> **Your instructions**
Repeat every line exactly, keeping the pictures out of the copy.

---

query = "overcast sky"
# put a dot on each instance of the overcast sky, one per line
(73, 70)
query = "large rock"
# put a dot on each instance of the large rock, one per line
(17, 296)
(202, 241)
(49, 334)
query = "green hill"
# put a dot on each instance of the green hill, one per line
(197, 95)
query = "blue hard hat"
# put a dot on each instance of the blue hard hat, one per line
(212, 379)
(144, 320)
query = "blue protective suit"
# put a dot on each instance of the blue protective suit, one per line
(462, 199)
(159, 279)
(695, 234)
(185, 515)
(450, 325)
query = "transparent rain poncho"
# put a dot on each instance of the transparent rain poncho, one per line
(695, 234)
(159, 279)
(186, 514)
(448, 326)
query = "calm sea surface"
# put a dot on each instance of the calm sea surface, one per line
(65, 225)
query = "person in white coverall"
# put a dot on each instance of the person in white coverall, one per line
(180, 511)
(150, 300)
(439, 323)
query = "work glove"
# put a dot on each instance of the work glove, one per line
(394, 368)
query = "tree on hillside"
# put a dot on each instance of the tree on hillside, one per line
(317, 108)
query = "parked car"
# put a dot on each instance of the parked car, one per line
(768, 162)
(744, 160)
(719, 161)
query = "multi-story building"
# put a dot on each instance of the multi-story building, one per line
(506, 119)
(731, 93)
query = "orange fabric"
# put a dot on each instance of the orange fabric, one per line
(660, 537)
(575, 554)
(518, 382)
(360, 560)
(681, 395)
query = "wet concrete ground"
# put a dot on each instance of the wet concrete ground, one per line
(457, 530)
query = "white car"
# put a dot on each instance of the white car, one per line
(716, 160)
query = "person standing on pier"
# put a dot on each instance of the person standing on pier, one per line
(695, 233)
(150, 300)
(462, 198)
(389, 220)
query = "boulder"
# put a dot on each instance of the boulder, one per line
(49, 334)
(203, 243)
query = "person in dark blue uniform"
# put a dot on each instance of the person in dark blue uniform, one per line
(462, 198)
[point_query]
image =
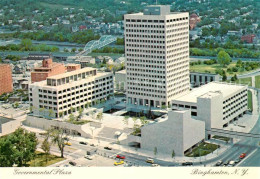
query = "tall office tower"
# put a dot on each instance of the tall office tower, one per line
(157, 52)
(6, 81)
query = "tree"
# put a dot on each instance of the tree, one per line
(125, 120)
(173, 153)
(17, 148)
(51, 113)
(80, 113)
(46, 147)
(100, 116)
(58, 137)
(155, 151)
(223, 58)
(71, 117)
(26, 44)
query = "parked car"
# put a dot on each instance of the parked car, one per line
(237, 160)
(83, 143)
(243, 155)
(155, 165)
(149, 160)
(232, 163)
(187, 164)
(89, 157)
(226, 163)
(219, 163)
(67, 143)
(108, 148)
(119, 163)
(72, 163)
(120, 156)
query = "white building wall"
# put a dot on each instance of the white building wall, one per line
(177, 133)
(157, 53)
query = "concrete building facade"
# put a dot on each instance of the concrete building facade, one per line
(198, 79)
(6, 82)
(120, 80)
(218, 104)
(69, 90)
(178, 133)
(8, 125)
(157, 55)
(47, 69)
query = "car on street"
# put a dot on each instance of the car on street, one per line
(119, 163)
(243, 155)
(187, 164)
(219, 163)
(108, 148)
(89, 157)
(155, 165)
(120, 156)
(149, 160)
(67, 143)
(226, 163)
(237, 160)
(83, 143)
(231, 163)
(72, 163)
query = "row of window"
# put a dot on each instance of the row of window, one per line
(145, 61)
(146, 94)
(235, 111)
(144, 26)
(229, 99)
(145, 51)
(144, 56)
(144, 36)
(178, 54)
(144, 20)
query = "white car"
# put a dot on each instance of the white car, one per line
(89, 157)
(155, 165)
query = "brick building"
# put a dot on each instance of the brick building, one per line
(47, 69)
(72, 67)
(194, 19)
(248, 38)
(6, 82)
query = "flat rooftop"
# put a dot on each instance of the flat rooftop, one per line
(5, 120)
(210, 88)
(75, 72)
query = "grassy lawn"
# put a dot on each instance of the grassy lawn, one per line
(249, 100)
(113, 55)
(245, 81)
(257, 81)
(221, 138)
(203, 68)
(202, 149)
(40, 160)
(78, 122)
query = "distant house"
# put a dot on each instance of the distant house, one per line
(194, 19)
(248, 38)
(82, 27)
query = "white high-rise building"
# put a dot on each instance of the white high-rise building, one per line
(157, 52)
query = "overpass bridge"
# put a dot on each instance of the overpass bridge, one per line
(232, 134)
(97, 44)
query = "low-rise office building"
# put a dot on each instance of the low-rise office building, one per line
(218, 104)
(177, 133)
(8, 125)
(6, 82)
(47, 69)
(198, 79)
(69, 90)
(120, 80)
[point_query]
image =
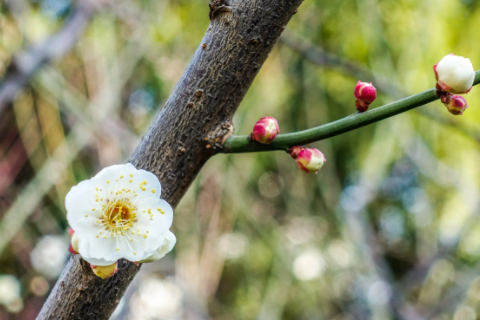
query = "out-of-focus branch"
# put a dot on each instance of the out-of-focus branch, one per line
(241, 144)
(26, 63)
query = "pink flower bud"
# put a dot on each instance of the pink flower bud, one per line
(456, 104)
(294, 151)
(104, 272)
(265, 130)
(310, 160)
(365, 93)
(454, 74)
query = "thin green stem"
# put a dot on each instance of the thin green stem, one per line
(241, 144)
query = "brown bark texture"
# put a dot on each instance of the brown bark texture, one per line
(186, 133)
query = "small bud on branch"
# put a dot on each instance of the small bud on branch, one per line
(265, 130)
(310, 160)
(365, 93)
(456, 104)
(454, 74)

---

> **Right answer**
query = "overcast sky"
# put a dot on each instance of the overcast sky, one per line
(73, 70)
query = "large rock"
# put a dot on each instance of the large rock, one per line
(17, 296)
(202, 241)
(49, 334)
query = "green hill"
# put a dot on each instance of the green hill, one per line
(197, 95)
query = "blue hard hat"
# put a dot on each instance of the blue hard hat, one per line
(212, 379)
(144, 320)
query = "blue protective suit"
# put a dot on each instance of the blue protective suit, one per line
(462, 199)
(159, 279)
(695, 234)
(185, 515)
(450, 325)
query = "transparent rain poncho"
# put a dot on each instance of the transparent rain poncho, one per line
(695, 234)
(159, 279)
(186, 514)
(448, 326)
query = "calm sea surface"
# put a dot on each instance of the calm sea surface, one per line
(65, 225)
query = "person in white coverall"
# put a dot on each instance of the person in white coverall, one per line
(180, 511)
(150, 300)
(439, 323)
query = "work glove"
# put a dot on each instance of the work glove, one per line
(394, 368)
query = "tree on hillside"
# put a dot on each instance of the tree on hillside, one per line
(317, 108)
query = "parked car"
# put a dot on each instance of the parked car, one per line
(768, 162)
(744, 160)
(719, 161)
query = "multi-story building"
# put a dot on each instance of the multi-story building, one per line
(506, 119)
(731, 93)
query = "orange fabric"
# put a dot on each instance of the orange fabric, one per line
(660, 537)
(575, 554)
(518, 382)
(360, 560)
(681, 395)
query = "wet concrete ground"
# put a dot on each instance of the wet concrete ground, one per line
(457, 530)
query = "white car"
# put a dot on each instance of the white car, one per line
(716, 160)
query = "person standing on pier"
# put a dot on each instance of the person standing on pier, one per line
(695, 233)
(150, 300)
(462, 198)
(389, 220)
query = "boulder"
# put a dot on each instance of the boulder, one per line
(49, 334)
(203, 243)
query = "person in dark blue uniform"
# put a dot on each instance of the person in dark blue uniform, one per line
(462, 198)
[point_query]
image =
query = "tall office tower"
# put a dot on each instance of the tall office tower, one per line
(157, 52)
(6, 81)
query = "tree"
# put a dot on each instance of the tree, one per line
(125, 120)
(173, 153)
(17, 148)
(51, 113)
(80, 113)
(46, 147)
(100, 116)
(58, 137)
(155, 151)
(223, 58)
(71, 117)
(26, 44)
query = "parked car"
# put a dot on each instance of the parked car, one per line
(237, 160)
(83, 143)
(243, 155)
(155, 165)
(149, 160)
(232, 163)
(187, 164)
(89, 157)
(226, 163)
(219, 163)
(67, 143)
(108, 148)
(119, 163)
(72, 163)
(120, 156)
query = "white building wall"
# put a dot on each instance of the white building wall, one per line
(177, 133)
(157, 53)
query = "concrete building facade"
# put a dot on each instance of the concrete building facade, one per line
(198, 79)
(6, 82)
(120, 80)
(218, 104)
(69, 90)
(178, 133)
(8, 125)
(157, 55)
(47, 69)
query = "car on street"
# put a dot on each instance of the car on street, one per line
(119, 163)
(243, 155)
(187, 164)
(219, 163)
(108, 148)
(89, 157)
(155, 165)
(120, 156)
(149, 160)
(67, 143)
(226, 163)
(237, 160)
(83, 143)
(231, 163)
(72, 163)
query = "row of window"
# put a dot on each instance of the row of window, one per line
(145, 61)
(146, 94)
(235, 111)
(144, 26)
(229, 99)
(145, 51)
(144, 56)
(144, 36)
(178, 54)
(144, 20)
query = "white car"
# put a dot on each instance of the white car, one per line
(89, 157)
(155, 165)
query = "brick building"
# put a dot on each instance of the brick building, one per line
(47, 69)
(72, 67)
(194, 19)
(248, 38)
(6, 82)
query = "flat rooftop"
# put a dot on each instance of the flat rooftop, one per line
(5, 120)
(210, 88)
(75, 72)
query = "grassy lawn"
# put a dot on each instance of the grassy lawn, one per line
(249, 100)
(113, 55)
(245, 81)
(257, 81)
(221, 138)
(203, 68)
(202, 149)
(40, 160)
(78, 122)
query = "distant house"
# put a dot on each instance of the distant house, one per line
(194, 19)
(248, 38)
(82, 27)
query = "white high-rise building"
# put a dot on each instance of the white high-rise building, one per line
(157, 52)
query = "overpass bridge"
# put a dot on each instance of the overpass bridge, one per line
(232, 134)
(97, 44)
query = "low-rise office building"
# put a dot on each instance of the low-rise office building, one per line
(218, 104)
(177, 133)
(8, 125)
(6, 82)
(47, 69)
(198, 79)
(69, 90)
(120, 80)
[point_query]
image =
query = "out-of-focus branch"
# put a dot on each instance of the out-of-focus branch, one per line
(241, 144)
(26, 63)
query = "pink flower bud"
# put a dot on each instance of the pink flower bud, one per line
(456, 104)
(294, 151)
(104, 272)
(265, 130)
(310, 160)
(365, 93)
(454, 74)
query = "thin green stem"
# put a dot on each instance of the thin green stem, one per line
(241, 144)
query = "brown bark texture"
# put a dot on each instance of the brown bark texture, one per line
(186, 133)
query = "small bud on branch"
# put a dot on each instance of the small bud on branch, one per line
(265, 130)
(310, 160)
(365, 93)
(456, 104)
(454, 74)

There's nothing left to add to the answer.